__GOAL OF THE EXERCISE__.
Repeat every record below verbatim, keeping each line unchanged.

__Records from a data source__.
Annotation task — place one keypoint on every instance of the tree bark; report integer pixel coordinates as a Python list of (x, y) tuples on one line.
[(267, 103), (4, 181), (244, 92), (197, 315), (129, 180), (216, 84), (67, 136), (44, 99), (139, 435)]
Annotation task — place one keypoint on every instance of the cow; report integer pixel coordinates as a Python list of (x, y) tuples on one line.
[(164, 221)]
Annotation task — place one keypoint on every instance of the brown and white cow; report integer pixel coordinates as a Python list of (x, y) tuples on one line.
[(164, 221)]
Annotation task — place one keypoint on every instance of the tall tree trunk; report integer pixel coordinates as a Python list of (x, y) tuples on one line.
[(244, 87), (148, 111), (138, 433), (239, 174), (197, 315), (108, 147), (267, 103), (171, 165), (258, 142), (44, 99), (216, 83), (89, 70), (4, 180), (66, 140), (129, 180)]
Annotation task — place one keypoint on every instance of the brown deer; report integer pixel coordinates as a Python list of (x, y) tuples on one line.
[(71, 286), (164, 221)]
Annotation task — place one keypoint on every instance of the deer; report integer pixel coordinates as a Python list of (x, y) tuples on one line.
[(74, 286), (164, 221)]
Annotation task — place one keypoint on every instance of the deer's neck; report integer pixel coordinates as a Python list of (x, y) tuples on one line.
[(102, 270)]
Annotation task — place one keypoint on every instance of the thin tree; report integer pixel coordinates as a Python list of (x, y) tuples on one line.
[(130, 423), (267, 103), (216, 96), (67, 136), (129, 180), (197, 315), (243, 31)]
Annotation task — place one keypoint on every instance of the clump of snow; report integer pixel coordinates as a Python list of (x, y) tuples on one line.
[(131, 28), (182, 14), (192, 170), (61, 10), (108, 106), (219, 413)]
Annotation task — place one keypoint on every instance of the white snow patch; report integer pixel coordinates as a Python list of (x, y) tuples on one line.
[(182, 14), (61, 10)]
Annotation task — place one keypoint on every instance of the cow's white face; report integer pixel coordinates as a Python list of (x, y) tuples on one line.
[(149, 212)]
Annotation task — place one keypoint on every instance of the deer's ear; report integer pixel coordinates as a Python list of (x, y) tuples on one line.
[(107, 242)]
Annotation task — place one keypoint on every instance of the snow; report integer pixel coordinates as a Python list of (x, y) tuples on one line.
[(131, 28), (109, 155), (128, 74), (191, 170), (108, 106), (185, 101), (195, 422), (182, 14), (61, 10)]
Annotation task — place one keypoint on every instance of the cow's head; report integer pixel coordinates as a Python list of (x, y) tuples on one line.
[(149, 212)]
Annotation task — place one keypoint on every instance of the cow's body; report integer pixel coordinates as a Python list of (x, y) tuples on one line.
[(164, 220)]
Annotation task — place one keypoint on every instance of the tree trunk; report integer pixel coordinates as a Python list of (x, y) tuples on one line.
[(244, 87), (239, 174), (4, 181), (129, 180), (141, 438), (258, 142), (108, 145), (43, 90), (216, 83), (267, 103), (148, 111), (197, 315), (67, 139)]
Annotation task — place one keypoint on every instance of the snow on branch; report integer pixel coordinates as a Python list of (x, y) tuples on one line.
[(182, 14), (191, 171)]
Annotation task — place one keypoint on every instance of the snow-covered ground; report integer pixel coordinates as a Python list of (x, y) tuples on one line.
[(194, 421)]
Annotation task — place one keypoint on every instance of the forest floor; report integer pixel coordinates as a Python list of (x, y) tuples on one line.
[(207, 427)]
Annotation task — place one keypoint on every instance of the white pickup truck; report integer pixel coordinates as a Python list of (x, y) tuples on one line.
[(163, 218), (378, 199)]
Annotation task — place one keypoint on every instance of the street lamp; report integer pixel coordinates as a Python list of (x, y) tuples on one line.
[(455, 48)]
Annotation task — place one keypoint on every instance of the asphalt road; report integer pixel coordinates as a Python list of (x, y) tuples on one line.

__RESPONSE__.
Annotation task — place one keypoint on every instance of the tree bark; report integer pixel coordinates as a Python list of (x, y) tuples on one line.
[(267, 103), (4, 181), (244, 92), (197, 315), (129, 180), (216, 84), (67, 136), (44, 99), (139, 435)]
Annotation task — place one keypoint on every instance of the cow; report integer pixel coordinates as a Python list of (x, y) tuples on one line.
[(164, 221)]
Annotation task — place one keypoint on every instance of the brown and white cow; report integer pixel coordinates as a Python list of (x, y) tuples on one line.
[(164, 221)]
Annotation task — place one keypoint on every instance of the tall tree trunk; report integer pixel coordinates as a Python list of (x, y) tuples on one line.
[(244, 87), (148, 111), (138, 433), (239, 174), (197, 315), (108, 147), (267, 103), (171, 165), (258, 142), (44, 99), (216, 83), (89, 70), (4, 180), (66, 140), (129, 180)]
Annotation task — place one keypoint on every instance of the brown deer; report integer pixel coordinates as a Python list of (x, y) tuples on one line.
[(71, 286), (164, 221)]
Annotation task — place one keypoint on every instance of the deer; report integer pixel coordinates as a Python list of (x, y) tuples on one line.
[(74, 286), (164, 221)]
Annotation task — place one keypoint on every instance of the deer's neck; report integer pixel coordinates as a Python list of (x, y) tuples on one line.
[(102, 270)]
Annotation task — place one keypoint on every instance of the thin tree; report integer pixel coordinates as a Python list of (x, y) tuples on one line.
[(130, 423), (267, 103), (216, 96), (67, 136), (129, 180), (197, 315), (243, 31)]
Annotation task — place one keypoint on every instance of the clump of snow; report integer pixel coordinates as a Python list of (x, y) tuples on one line.
[(131, 28), (182, 14), (192, 170), (61, 10), (108, 106), (219, 413)]
Annotation task — place one keypoint on every instance of the white snow patch; report integer pixel coordinates as a Python list of (x, y) tuples on one line.
[(182, 14), (61, 10)]
Annotation task — place one keypoint on every instance of the cow's white face; report integer pixel coordinates as a Python list of (x, y) tuples on one line.
[(149, 212)]
Annotation task — place one keypoint on every instance of the deer's ear; report integer pixel coordinates as a Python list of (x, y) tuples on one line.
[(107, 242)]
Annotation task — place one keypoint on every instance of the snow; report integer pixel coordinates as a Python list of (x, y) tuples on one line.
[(131, 28), (109, 155), (128, 74), (191, 170), (108, 106), (185, 101), (195, 422), (182, 14), (61, 10)]
Annotation task — place one keypoint on every instance of the cow's head; report integer pixel coordinates as a Python list of (x, y) tuples on one line.
[(149, 212)]
Annotation task — place one keypoint on every instance of the cow's body; report integer pixel coordinates as a Python list of (x, y) tuples on one line.
[(164, 220)]
Annotation task — place one keypoint on every instance of the tree trunk; report integer pixel coordinates as a Python list of (x, y) tuples on one line.
[(244, 87), (239, 174), (4, 181), (129, 180), (141, 438), (258, 142), (108, 145), (43, 90), (216, 83), (267, 103), (148, 111), (197, 315), (67, 139)]
Annotation task — place one keypoint on every instance of the snow on branch; report integer pixel coordinates as a Python list of (x, y) tuples on one line.
[(182, 14), (191, 171)]
Annotation task — place one keypoint on every instance of the snow-covered ground; report integer pixel coordinates as a Python list of (x, y) tuples on one line.
[(194, 421)]
Annotation task — place one keypoint on every instance of the forest floor; report integer pixel coordinates as a Python list of (x, y) tuples on one line.
[(207, 427)]
Annotation task — place one keypoint on every instance of the white pickup truck; report integer pixel coordinates as a Python list of (x, y) tuples on one line.
[(163, 218), (378, 199)]
Annotation task — place one keypoint on every instance of the street lamp; report integer pixel coordinates as a Python list of (x, y) tuples on one line.
[(455, 48)]
Annotation task — place one keypoint on every instance of the asphalt road; report integer pixel coordinates as a Python list of (x, y) tuples on one line.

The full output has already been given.